-- start of DATA EXCERPTS --
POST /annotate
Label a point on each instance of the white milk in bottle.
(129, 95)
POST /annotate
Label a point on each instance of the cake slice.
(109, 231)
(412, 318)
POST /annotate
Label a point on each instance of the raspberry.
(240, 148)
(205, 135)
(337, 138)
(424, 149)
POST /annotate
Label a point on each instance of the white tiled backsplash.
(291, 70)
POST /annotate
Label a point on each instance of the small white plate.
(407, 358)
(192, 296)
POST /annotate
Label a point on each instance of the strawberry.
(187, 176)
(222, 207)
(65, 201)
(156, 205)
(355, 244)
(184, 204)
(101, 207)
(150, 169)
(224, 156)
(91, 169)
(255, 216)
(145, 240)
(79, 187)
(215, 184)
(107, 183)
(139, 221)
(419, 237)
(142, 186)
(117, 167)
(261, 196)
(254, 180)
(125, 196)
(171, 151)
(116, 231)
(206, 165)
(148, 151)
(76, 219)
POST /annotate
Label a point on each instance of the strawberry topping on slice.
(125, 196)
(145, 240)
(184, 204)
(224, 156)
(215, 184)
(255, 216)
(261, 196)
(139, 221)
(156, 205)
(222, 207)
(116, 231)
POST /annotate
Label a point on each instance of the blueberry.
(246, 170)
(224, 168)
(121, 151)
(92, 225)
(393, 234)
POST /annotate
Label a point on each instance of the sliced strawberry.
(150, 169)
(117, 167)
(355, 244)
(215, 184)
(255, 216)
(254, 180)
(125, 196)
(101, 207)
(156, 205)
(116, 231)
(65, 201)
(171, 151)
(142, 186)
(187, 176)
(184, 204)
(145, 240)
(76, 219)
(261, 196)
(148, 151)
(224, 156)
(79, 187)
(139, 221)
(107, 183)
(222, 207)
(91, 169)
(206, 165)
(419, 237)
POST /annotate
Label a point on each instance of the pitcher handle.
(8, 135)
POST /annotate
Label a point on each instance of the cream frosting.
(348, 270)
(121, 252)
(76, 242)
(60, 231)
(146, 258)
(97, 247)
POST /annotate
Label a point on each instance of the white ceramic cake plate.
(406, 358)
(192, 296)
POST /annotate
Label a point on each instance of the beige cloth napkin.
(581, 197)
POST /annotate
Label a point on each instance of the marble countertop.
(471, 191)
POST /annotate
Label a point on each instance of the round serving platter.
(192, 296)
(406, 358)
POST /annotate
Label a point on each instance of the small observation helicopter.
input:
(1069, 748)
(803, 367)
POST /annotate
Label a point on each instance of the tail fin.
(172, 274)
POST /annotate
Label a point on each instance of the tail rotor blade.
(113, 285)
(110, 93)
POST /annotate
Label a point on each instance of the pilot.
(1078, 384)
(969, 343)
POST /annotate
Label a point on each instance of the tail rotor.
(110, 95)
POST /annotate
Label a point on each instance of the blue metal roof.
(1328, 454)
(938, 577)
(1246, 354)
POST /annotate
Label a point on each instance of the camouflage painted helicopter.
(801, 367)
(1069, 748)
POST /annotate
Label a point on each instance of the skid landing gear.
-- end of DATA EXCERPTS --
• YOUR GOAL: Go through the listing above and restate it word for word.

• OUTPUT OF THE TASK:
POST /annotate
Label a point on each instance of the white milk in bottle.
(129, 95)
POST /annotate
Label a point on each instance of the cake slice.
(109, 231)
(412, 318)
POST /annotate
Label a point on each instance of the raspberry.
(240, 148)
(205, 135)
(337, 138)
(424, 149)
POST /annotate
Label a point on each instance of the white tiled backsplash.
(291, 70)
POST /annotate
Label a point on each instance of the small white plate.
(407, 358)
(192, 296)
POST /annotate
Label a point on each instance of the strawberry.
(187, 176)
(222, 207)
(65, 201)
(156, 205)
(355, 244)
(184, 204)
(101, 207)
(150, 169)
(224, 156)
(91, 169)
(255, 216)
(145, 240)
(79, 187)
(215, 184)
(107, 183)
(139, 221)
(419, 237)
(142, 186)
(117, 167)
(261, 196)
(254, 180)
(125, 196)
(171, 151)
(116, 231)
(206, 165)
(148, 151)
(76, 219)
POST /annotate
Label a point on each instance of the strawberry topping on slice.
(125, 196)
(145, 240)
(184, 204)
(224, 156)
(215, 184)
(255, 216)
(261, 196)
(139, 221)
(156, 205)
(222, 207)
(116, 231)
POST /annotate
Label a point on each instance of the blueberry.
(246, 170)
(224, 168)
(121, 151)
(92, 225)
(393, 234)
POST /annotate
Label a point on each instance of the sliced strawberry.
(150, 169)
(117, 167)
(355, 244)
(215, 184)
(255, 216)
(254, 180)
(125, 196)
(101, 207)
(156, 205)
(116, 231)
(65, 201)
(171, 151)
(142, 186)
(187, 176)
(184, 204)
(145, 240)
(76, 219)
(261, 196)
(148, 151)
(224, 156)
(79, 187)
(139, 221)
(107, 183)
(222, 207)
(91, 169)
(206, 165)
(419, 237)
POST /annotate
Label a point on each instance of the pitcher handle.
(8, 135)
POST /annotate
Label a point on each instance of the cream frosting.
(348, 270)
(121, 252)
(76, 242)
(60, 231)
(146, 258)
(97, 247)
POST /annotate
Label a point on each instance of the white ceramic cake plate.
(406, 358)
(192, 296)
POST /annotate
Label a point on each instance of the beige cloth napkin.
(581, 197)
POST /annotate
Label a point on each instance of the marble countertop.
(471, 191)
POST /annotate
Label a point on each instance of the round serving platter.
(192, 296)
(406, 358)
POST /annotate
Label a point on each instance of the small observation helicopter.
input:
(1069, 748)
(803, 367)
POST /annotate
Label a point on each instance of the tail fin.
(172, 274)
POST /annotate
Label a point on each instance of the tail rotor blade.
(113, 285)
(110, 93)
POST /annotate
Label a point on each instance of the pilot.
(1078, 384)
(969, 343)
POST /annotate
Label a point on each instance of the tail rotor.
(110, 95)
POST /annotate
Label a point on each instance of the blue metal roof.
(1328, 454)
(938, 577)
(1246, 354)
POST /annotate
Label a point on each instance of the camouflage painted helicopter.
(801, 367)
(1069, 748)
POST /annotate
Label a point on each instance of the skid landing gear.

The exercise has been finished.